- _Records_

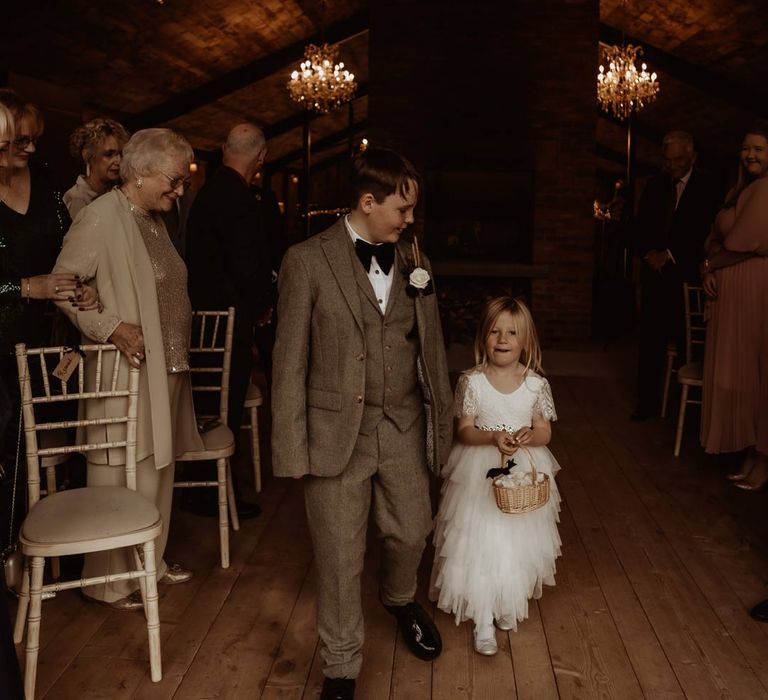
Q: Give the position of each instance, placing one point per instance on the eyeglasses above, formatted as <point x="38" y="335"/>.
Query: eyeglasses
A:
<point x="23" y="142"/>
<point x="176" y="182"/>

- _Problem to work on_
Extract, from the listing above, every line where the string "eyeglasses" occurs.

- _Output for this exercise_
Q: Give the position of each instance, placing one point per instance on the eyeglasses above, formatted as <point x="38" y="335"/>.
Query: eyeglasses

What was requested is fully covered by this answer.